I’ve been feeling rather unmotivated to make creative work lately. Though to give myself grace and you context, I had both a video game I was working on and a play I was directing both go up this month, within a week and a half of each other. (One of those processes was particularly rough and trying.)

So.

I’m not feeling particularly creative. When I said that to my dad, he snorted and pointed out what I just told you. This is true but… I still want to be making creative work, especially solo work. I’ve had enough team work to last me several months at least.

When I think of picking up the pen (both metaphorical and literal) and sitting down to work, I feel my gut clench and my chest tighten. I am a strong believer in listening to and having careful control of your physical body - there’s the theatre studies in me jumping out - and what I am getting is fear.

It’s not fear that it won’t be good. I don’t particularly care, as I have a great deal of confidence in my own abilities as a creative and a working artist. But I still feel the physical fear response. Or perhaps I should call it trepidation? This month brought on an absolute bucket of anxieties I had long laid to rest. I’ve been tempted to call my therapist (we haven’t talked in months), however these are not new anxieties, and she and I have already worked very hard to build strategies to manage and mitigate those specific causes too.

So double no.

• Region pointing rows
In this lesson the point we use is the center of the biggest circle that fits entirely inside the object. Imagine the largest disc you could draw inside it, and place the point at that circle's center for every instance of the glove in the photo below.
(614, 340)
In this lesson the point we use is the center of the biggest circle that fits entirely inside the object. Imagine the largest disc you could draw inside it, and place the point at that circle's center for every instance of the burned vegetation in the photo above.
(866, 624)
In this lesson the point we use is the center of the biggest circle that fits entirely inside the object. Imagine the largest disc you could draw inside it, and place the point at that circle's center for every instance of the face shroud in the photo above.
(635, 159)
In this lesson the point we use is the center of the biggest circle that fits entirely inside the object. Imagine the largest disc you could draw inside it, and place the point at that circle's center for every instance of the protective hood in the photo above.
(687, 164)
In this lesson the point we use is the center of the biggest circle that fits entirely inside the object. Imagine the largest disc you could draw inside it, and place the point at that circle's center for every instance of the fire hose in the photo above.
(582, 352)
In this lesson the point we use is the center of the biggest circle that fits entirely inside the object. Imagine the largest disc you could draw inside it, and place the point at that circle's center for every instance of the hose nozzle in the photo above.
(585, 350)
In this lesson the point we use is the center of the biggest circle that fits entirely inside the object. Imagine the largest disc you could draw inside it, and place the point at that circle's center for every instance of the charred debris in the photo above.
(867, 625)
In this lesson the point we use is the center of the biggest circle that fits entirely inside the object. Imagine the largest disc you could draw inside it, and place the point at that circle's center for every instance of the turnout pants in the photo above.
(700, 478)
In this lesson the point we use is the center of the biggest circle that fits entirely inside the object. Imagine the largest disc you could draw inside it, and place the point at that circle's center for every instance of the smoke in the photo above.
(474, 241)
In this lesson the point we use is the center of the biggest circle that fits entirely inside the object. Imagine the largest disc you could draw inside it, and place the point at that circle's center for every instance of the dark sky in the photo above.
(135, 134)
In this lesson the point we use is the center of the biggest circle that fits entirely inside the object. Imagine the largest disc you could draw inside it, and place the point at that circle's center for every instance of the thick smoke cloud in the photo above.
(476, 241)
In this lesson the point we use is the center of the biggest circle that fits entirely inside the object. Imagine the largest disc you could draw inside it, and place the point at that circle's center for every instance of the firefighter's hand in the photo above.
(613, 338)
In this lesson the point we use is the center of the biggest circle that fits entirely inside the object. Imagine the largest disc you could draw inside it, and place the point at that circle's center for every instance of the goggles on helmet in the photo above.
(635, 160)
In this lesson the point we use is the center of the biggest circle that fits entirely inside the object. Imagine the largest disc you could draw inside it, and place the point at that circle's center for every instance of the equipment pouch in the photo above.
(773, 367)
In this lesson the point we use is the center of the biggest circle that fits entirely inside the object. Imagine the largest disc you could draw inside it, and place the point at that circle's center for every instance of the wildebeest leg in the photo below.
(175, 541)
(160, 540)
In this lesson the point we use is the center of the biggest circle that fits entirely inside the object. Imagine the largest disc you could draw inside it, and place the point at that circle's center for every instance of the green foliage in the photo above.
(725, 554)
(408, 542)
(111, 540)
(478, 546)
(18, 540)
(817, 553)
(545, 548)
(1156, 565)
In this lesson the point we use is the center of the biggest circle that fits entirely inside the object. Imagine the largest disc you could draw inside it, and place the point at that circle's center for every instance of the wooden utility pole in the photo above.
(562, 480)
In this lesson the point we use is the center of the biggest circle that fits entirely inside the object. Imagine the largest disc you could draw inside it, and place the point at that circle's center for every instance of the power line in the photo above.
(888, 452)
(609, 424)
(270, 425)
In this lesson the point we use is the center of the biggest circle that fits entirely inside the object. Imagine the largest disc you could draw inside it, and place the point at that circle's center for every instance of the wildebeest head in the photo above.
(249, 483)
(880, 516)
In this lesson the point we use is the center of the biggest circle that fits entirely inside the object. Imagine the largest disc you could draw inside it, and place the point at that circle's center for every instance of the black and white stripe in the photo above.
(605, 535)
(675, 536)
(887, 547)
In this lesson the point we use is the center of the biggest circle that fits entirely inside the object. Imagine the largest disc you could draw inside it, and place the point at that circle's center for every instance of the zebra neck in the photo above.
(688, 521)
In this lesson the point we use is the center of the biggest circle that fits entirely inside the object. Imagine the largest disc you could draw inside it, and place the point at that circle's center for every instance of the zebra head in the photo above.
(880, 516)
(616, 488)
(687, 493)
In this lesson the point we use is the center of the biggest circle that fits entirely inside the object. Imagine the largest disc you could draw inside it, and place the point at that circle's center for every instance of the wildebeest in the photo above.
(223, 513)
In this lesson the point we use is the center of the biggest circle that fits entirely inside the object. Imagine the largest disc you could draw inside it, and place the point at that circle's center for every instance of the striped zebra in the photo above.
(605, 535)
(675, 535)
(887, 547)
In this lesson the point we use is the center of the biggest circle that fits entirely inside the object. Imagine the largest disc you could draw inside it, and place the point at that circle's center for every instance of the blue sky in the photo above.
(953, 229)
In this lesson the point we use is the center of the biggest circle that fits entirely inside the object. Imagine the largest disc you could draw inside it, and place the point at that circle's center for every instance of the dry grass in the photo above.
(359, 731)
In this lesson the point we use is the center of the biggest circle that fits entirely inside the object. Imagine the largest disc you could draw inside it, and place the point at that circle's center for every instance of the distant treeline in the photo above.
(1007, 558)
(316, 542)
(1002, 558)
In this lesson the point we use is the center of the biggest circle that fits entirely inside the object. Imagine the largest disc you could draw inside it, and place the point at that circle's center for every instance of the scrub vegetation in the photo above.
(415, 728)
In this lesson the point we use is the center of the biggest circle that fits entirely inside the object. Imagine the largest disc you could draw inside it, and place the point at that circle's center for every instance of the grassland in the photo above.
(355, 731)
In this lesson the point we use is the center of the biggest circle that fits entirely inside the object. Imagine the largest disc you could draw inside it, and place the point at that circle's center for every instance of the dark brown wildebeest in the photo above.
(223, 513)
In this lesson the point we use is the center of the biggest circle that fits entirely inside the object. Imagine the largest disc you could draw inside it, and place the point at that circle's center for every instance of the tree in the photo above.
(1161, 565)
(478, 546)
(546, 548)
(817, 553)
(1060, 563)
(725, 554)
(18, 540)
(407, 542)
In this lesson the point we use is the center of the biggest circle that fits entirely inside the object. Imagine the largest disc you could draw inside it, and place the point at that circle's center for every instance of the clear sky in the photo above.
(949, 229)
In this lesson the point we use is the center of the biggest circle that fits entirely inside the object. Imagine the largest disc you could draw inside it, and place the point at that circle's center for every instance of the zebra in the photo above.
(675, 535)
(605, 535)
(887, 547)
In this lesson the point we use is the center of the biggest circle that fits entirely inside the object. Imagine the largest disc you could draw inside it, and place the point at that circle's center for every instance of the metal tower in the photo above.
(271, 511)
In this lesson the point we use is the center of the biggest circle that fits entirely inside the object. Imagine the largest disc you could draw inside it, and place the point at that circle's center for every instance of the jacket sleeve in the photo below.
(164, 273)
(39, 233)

• WHAT THE TASK ASKS
Using the blog post about feeling unmotivated to make creative work, decide whether each statement agrees with it: (a) the video game and the play went up within a short span of each other; (b) the writer fears the work won't be good; (c) the writer has spoken with a therapist recently. Answer each with yes or no and quote the deciding words.

• TASK RESULT
(a) Yes: "within a week and a half of each other"
(b) No: "It’s not fear that it won’t be good."
(c) No: "we haven’t talked in months"